= Task directions =
Write out every line of the material exactly as it appears.

--

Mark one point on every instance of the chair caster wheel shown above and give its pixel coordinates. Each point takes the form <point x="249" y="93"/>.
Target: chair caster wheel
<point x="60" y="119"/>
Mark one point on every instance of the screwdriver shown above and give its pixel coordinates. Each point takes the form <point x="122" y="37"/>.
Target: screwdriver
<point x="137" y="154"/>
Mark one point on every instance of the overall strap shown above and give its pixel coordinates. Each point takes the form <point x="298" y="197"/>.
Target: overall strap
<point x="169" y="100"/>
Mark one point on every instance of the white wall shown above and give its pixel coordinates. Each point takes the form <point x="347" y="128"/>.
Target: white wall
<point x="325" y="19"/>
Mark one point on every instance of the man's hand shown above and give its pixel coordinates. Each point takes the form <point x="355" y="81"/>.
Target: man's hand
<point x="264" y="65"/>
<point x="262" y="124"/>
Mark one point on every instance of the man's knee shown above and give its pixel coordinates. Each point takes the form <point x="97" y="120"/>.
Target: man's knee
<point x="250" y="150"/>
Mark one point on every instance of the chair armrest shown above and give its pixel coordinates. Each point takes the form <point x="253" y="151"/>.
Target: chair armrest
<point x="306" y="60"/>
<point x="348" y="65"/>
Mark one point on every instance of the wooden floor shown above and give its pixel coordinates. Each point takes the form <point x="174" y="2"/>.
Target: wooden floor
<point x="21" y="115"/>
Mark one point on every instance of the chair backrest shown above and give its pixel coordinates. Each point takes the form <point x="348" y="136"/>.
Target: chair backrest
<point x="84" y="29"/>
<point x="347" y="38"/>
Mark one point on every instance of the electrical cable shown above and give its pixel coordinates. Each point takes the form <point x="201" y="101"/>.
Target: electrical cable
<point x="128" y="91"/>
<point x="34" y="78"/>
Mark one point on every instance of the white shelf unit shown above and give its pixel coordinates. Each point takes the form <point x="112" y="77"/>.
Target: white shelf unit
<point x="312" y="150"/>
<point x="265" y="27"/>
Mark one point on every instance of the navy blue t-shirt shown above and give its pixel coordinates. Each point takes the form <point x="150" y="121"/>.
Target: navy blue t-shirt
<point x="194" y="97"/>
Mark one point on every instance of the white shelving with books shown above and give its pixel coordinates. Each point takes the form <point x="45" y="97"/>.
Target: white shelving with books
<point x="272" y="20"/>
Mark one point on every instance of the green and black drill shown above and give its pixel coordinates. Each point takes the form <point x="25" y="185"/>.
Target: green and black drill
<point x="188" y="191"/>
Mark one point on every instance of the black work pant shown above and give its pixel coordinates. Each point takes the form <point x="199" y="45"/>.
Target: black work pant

--

= Solution for this exercise =
Mark one point on every instance of the chair caster wheel shown above and give its pixel coordinates. Each point takes the form <point x="249" y="93"/>.
Target: chair caster wheel
<point x="60" y="119"/>
Mark one point on every instance of the screwdriver shown above and give its pixel coordinates. Each point takes the form <point x="122" y="37"/>.
Target: screwdriver
<point x="137" y="154"/>
Mark one point on every instance of the overall strap shown above and give its pixel coordinates. Each point takes the form <point x="298" y="197"/>.
Target: overall strap
<point x="169" y="100"/>
Mark one point on every instance of the white wall shown above and give its pixel coordinates. Each point takes the form <point x="347" y="128"/>.
Target: white wall
<point x="325" y="19"/>
Mark one point on every instance of the man's hand shown above and give its pixel coordinates. Each point takes the form <point x="355" y="81"/>.
Target: man's hand
<point x="264" y="65"/>
<point x="262" y="124"/>
Mark one point on every instance of the man's knee shown above and give its pixel coordinates. Each point takes the form <point x="97" y="120"/>.
Target: man's knee
<point x="250" y="150"/>
Mark one point on every instance of the chair armrest shown above and give its pixel coordinates. Each point takes the form <point x="253" y="151"/>.
Target: chair armrest
<point x="306" y="60"/>
<point x="348" y="65"/>
Mark one point on every instance of the wooden floor shown above and give its pixel coordinates. Each point takes the form <point x="174" y="2"/>.
Target: wooden floor
<point x="21" y="115"/>
Mark one point on every instance of the chair backrest shown above and give its pixel coordinates. Each point takes the form <point x="348" y="136"/>.
Target: chair backrest
<point x="84" y="29"/>
<point x="347" y="38"/>
Mark one point on every instance of the electrical cable shown above and give its pixel coordinates. Each point takes the form <point x="201" y="101"/>.
Target: electrical cable
<point x="128" y="91"/>
<point x="34" y="78"/>
Mark one point on every instance of the white shelf unit shown above and give its pixel coordinates. Each point takes the form <point x="112" y="77"/>.
Target: white shelf unit
<point x="312" y="150"/>
<point x="265" y="27"/>
Mark one point on every instance of the navy blue t-shirt shown above and give its pixel coordinates. Each point takes the form <point x="150" y="121"/>.
Target: navy blue t-shirt
<point x="194" y="97"/>
Mark one point on every instance of the white shelving with books shown above and give its pixel coordinates. Each point takes the form <point x="45" y="97"/>.
Target: white shelving with books
<point x="272" y="20"/>
Mark one point on every instance of the green and black drill shown above and give its pixel coordinates. Each point takes the form <point x="25" y="185"/>.
Target: green and black drill
<point x="188" y="191"/>
Mark one point on every instance of the black work pant shown above and give its pixel coordinates. Each point takes the form <point x="199" y="45"/>.
Target: black work pant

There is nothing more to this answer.